**PEDIDO**
Determine em quantas linhas dos dados abaixo aparece a palavra "several", considerando maiúsculas e minúsculas como diferentes. Responda apenas com o número.

━━━━━━━━━━━━━━━━━━━━━━━━━━━━━━

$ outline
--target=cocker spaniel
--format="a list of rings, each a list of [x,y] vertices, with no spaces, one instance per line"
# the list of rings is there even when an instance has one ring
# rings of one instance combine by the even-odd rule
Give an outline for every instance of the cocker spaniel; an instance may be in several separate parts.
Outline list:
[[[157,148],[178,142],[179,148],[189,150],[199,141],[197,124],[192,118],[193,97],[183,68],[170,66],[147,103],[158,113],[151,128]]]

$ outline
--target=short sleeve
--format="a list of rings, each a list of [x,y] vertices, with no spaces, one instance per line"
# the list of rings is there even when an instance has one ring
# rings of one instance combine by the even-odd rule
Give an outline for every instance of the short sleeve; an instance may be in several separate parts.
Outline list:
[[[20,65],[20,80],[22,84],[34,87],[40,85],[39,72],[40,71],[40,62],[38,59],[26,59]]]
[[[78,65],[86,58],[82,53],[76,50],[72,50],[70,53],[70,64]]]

━━━━━━━━━━━━━━━━━━━━━━━━━━━━━━

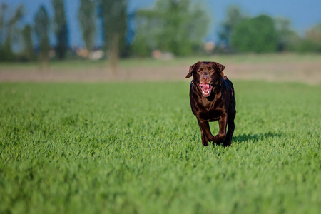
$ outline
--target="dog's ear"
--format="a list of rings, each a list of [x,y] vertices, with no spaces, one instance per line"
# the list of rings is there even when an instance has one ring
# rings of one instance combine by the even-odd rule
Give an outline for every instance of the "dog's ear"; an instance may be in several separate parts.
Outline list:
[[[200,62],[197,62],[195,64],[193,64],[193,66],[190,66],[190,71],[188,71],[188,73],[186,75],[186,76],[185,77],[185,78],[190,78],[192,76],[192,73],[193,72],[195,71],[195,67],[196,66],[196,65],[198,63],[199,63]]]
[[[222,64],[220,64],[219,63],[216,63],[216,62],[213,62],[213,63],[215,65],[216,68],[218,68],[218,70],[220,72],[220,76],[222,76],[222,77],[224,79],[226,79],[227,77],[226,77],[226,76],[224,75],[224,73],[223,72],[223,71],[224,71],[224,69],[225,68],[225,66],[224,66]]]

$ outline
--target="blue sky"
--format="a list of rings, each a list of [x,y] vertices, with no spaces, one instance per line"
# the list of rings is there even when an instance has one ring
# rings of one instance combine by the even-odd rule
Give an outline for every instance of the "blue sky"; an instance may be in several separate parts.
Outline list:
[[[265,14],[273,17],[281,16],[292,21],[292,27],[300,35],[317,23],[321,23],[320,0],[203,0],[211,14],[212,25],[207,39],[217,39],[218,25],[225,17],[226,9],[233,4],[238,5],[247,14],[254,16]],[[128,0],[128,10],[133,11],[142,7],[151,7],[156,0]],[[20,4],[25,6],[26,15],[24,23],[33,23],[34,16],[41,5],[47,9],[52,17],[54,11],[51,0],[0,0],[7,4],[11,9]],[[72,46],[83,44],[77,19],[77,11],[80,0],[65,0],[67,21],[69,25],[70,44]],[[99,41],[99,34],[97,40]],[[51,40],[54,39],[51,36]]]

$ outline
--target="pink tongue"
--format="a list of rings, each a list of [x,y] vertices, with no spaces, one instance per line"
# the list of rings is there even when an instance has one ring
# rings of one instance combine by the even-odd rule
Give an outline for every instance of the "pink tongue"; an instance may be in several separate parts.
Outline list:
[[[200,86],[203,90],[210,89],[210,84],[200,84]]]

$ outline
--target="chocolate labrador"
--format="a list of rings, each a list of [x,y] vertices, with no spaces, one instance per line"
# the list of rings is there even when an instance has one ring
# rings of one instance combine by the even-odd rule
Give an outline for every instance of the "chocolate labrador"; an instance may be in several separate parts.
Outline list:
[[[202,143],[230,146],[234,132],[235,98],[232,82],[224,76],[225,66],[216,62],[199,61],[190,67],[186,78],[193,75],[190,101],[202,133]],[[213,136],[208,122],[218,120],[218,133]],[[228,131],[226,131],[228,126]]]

━━━━━━━━━━━━━━━━━━━━━━━━━━━━━━

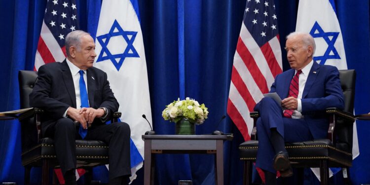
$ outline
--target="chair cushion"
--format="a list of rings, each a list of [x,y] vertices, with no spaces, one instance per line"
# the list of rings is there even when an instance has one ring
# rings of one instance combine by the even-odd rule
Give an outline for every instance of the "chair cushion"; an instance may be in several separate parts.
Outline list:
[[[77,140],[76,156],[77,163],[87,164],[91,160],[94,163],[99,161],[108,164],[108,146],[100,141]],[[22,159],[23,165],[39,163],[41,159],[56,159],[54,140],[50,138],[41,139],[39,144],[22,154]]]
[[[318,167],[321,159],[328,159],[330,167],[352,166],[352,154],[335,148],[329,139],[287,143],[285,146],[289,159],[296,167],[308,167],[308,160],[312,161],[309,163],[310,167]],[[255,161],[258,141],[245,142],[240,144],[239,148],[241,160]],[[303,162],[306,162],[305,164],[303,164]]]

━━━━━━━━━━━━━━━━━━━━━━━━━━━━━━

**SOLUÇÃO COMPLETA**
7